● **VEREISTE HANDELINGEN**:
1. Welke afdrukken blijken volgens het tekstfragment het mooist?
2. Herhaal het deel van het tekstfragment dat begint bij "In groep zeven" en eindigt bij "ware kunstwerkjes van.", woord voor woord.

● **TEKSTFRAGMENT**:

━━━━━━━━━━━━━━━━━━━━━━━━━━━━━━

Het resultaat wordt tijdens kunstweekend Beetsterzwaag (www.kunstweekend.frl) tentoongesteld in de Ontmoetingskerk.
Vandaag hebben de kinderen een goede start gemaakt.
Drukken met touw
Het vervolg na Tekenen met touw: afdrukken maken van de tekening. Het touw vormt een reliëf, waardoor de tekening kan worden ingeïnkt met een roller en blockprint. De tekeningen die klaar zijn, noemen we daarom vanaf dat moment drukvorm.
Thuis neem ik de proef op de som: neemt touw meer inkt op dan het papier eromheen en is het dan nodig om na elke druk opnieuw in te inkten? Ik wist al dat er vrij veel inkt rond het touw op het papier terecht zou komen. En dat de eerste afdruk nooit mooi is, want te vet. De derde en vierde afdruk blijken het mooist: de touwlijnen komen mooi zwart en gedetailleerd op het papier en rondom is de inkt voldoende ‘afgesleten’ voor een zachtgrijze toon.
Er zijn drie taken:
- de inktroller (die krijgt onvermijdelijk vieze handen)
- de papier– inlegger en -uithaler (schone handen!)
- de drukker (ook schone handen).
Ik doe het een keer voor. Op een werkblad staat precies wat ieder moet doen. En wat zo fijn is aan goede werkbladen: na een vragenrondje kunnen de leerlingen zelfstandig aan het werk. Groep acht gaat voortvarend aan de slag. Na enige tijd en alle drukte heb ik niet meer in de gaten wat iedereen aan het doen is. Gewoonlijk las ik dan een tussenstand in en vraag weer even centraal de aandacht, maar de leerlingen zijn heel zelfstandig en kunnen zo goed samenwerken dat ik ze het vertrouwen geef. Later zie ik zelfs dat een enkeling na de verplichte oplage van vier lekker aan het experimenteren is geslagen.
In groep zeven gaat het met iets meer structuur ook prima. De eerste afdruk blijkt zoals verwacht vaak een teleurstelling te zijn, want de tekening komt allesbehalve strak zwart-wit op het papier terecht. Soms is het papier verschoven en de tekening onscherp geworden. Na even doorzetten hebben alle leerlingen minstens een goede afdruk gemaakt. De vlekken gaan een verbinding aan met de lijnen, zo krijgt de afdruk een andere uitstraling dan de drukvorm. En dat vinden de leerlingen, net als ik, verrassend. Enkele leerlingen begrijpen dat ze juist met die vlekken kunnen ‘spelen’, gaan hier langer op door en maken er ware kunstwerkjes van.

━━━━━━━━━━━━━━━━━━━━━━━━━━━━━━

● **DATASETRECORDS**:
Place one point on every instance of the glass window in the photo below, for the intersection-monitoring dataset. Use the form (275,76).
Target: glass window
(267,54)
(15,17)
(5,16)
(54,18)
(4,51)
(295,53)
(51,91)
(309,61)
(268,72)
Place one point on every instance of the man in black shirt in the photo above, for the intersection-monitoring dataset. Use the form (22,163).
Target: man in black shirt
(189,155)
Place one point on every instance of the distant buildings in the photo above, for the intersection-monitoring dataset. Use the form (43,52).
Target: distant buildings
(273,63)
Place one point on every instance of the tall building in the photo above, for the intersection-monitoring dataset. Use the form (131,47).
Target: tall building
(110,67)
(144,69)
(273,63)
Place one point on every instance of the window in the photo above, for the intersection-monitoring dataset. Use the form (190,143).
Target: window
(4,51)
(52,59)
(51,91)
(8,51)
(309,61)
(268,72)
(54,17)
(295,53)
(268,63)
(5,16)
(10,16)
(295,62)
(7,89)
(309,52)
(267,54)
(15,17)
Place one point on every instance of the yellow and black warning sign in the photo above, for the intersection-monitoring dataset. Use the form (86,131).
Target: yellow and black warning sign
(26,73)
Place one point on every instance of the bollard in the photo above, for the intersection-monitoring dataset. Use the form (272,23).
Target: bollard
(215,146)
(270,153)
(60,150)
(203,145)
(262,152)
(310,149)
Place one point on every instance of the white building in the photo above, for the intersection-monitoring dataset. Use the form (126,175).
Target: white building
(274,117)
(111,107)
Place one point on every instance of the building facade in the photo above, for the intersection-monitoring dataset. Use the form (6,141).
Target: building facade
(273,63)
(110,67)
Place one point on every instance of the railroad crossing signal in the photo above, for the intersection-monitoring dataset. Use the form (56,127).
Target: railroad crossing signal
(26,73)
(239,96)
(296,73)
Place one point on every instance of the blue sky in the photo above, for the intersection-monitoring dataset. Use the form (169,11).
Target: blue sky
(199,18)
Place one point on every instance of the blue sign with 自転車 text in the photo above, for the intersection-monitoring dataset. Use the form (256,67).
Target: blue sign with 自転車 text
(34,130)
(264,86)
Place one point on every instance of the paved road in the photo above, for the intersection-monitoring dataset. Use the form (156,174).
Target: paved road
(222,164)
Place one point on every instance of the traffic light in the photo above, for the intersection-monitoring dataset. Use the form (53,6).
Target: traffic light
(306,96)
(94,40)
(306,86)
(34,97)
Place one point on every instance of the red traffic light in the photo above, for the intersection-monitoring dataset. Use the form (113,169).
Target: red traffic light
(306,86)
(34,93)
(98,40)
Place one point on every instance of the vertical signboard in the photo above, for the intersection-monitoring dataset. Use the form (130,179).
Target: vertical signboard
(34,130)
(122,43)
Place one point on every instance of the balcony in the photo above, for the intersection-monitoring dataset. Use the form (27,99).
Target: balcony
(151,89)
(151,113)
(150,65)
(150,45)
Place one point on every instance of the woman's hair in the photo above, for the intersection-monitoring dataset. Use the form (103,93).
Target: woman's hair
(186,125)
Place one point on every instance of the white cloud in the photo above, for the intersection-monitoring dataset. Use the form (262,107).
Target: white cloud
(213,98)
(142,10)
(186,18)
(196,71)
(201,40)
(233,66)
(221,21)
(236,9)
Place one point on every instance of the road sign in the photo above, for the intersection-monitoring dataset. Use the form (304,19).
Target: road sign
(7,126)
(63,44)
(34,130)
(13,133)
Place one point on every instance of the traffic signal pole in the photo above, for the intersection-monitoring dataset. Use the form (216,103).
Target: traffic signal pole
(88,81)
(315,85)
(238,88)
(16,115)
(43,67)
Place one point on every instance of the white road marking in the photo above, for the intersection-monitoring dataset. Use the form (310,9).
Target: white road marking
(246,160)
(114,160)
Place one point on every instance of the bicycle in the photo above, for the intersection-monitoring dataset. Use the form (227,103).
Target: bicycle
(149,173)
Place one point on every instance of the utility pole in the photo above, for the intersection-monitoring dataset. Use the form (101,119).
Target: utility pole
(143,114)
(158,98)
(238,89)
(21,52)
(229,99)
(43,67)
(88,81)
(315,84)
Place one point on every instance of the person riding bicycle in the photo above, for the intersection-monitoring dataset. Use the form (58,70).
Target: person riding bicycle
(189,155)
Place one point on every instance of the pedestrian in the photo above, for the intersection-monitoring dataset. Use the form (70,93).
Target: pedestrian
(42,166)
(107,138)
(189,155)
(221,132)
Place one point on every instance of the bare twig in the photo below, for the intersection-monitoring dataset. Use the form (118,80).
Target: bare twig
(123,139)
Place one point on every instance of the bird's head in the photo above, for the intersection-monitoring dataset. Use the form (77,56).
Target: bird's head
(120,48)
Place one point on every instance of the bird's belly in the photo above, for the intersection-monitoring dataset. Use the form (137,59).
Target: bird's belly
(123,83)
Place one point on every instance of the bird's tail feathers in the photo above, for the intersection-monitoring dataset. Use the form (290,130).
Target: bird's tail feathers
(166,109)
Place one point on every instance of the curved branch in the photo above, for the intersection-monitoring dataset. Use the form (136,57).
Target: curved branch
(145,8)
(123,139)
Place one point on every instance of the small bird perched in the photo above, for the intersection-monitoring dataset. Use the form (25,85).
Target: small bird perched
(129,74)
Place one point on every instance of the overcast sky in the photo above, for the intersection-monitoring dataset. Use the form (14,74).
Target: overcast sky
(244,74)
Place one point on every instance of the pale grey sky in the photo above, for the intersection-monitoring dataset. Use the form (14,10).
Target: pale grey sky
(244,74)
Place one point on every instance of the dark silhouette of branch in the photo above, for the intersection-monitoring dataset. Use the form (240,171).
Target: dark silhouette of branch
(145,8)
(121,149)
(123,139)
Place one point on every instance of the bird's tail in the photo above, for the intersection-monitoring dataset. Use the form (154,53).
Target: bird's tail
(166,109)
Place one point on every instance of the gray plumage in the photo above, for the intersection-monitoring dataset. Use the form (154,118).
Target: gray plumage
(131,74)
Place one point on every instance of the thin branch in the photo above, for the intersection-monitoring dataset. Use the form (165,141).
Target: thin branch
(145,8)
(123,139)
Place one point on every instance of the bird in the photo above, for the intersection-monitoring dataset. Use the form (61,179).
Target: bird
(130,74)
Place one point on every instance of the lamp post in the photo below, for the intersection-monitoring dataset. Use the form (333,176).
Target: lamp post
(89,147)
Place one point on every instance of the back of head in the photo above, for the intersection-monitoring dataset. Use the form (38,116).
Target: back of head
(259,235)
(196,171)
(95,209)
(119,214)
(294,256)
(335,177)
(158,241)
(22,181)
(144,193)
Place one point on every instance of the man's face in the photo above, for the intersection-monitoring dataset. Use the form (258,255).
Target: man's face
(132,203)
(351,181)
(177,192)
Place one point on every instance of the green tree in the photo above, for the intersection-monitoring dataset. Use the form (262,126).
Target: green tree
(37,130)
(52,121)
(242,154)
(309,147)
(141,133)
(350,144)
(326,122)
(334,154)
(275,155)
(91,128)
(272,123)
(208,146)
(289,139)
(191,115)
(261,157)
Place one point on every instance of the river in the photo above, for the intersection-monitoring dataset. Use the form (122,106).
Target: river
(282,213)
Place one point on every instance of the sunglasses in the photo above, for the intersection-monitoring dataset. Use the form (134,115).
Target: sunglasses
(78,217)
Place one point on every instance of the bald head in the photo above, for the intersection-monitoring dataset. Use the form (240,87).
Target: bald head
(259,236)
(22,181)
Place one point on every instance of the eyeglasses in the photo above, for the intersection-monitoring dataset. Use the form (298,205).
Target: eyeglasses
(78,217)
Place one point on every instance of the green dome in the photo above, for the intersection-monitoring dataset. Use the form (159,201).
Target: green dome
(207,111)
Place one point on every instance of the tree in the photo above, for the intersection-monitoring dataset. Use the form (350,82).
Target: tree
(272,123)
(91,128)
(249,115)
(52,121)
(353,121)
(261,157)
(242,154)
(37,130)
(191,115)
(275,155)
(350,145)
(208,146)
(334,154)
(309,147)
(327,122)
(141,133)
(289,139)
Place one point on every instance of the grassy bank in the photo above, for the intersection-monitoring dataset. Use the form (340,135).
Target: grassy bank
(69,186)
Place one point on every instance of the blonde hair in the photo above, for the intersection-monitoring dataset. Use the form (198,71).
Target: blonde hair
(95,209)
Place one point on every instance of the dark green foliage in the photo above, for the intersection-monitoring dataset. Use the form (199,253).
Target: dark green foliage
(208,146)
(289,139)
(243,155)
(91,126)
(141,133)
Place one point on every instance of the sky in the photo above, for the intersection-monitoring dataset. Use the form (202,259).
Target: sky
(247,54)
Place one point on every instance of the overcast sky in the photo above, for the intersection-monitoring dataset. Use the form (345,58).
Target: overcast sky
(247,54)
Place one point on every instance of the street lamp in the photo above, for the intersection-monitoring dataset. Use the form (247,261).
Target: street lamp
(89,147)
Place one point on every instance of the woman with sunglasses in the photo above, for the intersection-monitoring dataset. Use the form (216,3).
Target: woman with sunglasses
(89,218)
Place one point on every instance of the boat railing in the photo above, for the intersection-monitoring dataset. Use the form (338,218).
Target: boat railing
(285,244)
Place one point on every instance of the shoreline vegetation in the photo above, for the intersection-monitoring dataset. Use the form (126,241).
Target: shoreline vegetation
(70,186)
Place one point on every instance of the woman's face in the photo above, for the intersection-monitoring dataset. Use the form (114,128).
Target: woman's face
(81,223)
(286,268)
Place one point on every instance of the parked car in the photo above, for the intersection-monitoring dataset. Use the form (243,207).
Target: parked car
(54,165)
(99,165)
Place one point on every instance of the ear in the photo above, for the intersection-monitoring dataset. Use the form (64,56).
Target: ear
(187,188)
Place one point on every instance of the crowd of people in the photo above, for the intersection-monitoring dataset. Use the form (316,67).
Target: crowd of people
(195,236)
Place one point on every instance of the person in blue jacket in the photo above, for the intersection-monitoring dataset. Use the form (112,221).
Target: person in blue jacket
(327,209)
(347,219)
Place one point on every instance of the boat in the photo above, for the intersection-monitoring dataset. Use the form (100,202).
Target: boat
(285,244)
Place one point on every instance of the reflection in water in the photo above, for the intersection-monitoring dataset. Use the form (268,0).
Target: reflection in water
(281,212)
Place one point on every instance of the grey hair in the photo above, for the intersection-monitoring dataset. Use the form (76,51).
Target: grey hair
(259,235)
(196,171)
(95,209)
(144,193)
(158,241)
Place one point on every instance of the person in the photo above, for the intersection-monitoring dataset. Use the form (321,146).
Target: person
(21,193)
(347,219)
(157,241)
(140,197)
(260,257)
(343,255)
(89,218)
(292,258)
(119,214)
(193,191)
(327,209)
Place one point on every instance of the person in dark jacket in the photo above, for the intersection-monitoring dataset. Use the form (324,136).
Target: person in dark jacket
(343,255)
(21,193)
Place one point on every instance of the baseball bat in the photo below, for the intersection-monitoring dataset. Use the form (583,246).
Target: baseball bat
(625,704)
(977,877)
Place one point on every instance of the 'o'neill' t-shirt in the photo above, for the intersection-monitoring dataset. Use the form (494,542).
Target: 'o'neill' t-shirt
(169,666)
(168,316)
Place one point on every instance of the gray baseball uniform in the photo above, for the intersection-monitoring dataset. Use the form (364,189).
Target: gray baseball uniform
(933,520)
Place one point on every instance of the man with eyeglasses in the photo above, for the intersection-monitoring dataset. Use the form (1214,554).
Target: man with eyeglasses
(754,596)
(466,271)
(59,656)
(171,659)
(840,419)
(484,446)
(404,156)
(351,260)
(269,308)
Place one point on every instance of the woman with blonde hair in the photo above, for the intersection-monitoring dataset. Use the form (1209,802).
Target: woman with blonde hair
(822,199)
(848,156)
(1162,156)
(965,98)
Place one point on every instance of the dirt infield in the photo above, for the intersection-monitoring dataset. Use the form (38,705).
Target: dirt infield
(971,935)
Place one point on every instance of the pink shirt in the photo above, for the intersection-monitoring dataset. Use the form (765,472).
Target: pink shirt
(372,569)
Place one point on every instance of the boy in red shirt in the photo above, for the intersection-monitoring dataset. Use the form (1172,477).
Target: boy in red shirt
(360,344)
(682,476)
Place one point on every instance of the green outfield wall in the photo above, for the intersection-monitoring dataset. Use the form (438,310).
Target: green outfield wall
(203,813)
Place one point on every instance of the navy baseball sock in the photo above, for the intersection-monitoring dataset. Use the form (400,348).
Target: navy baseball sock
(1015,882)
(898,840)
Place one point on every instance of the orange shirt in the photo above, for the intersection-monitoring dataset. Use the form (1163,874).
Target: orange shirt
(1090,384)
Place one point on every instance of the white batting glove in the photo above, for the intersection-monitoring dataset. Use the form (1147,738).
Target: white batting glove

━━━━━━━━━━━━━━━━━━━━━━━━━━━━━━

● **OPLOSSINGEN**:
1. De derde en vierde afdruk.

2.
In groep zeven gaat het met iets meer structuur ook prima. De eerste afdruk blijkt zoals verwacht vaak een teleurstelling te zijn, want de tekening komt allesbehalve strak zwart-wit op het papier terecht. Soms is het papier verschoven en de tekening onscherp geworden. Na even doorzetten hebben alle leerlingen minstens een goede afdruk gemaakt. De vlekken gaan een verbinding aan met de lijnen, zo krijgt de afdruk een andere uitstraling dan de drukvorm. En dat vinden de leerlingen, net als ik, verrassend. Enkele leerlingen begrijpen dat ze juist met die vlekken kunnen ‘spelen’, gaan hier langer op door en maken er ware kunstwerkjes van.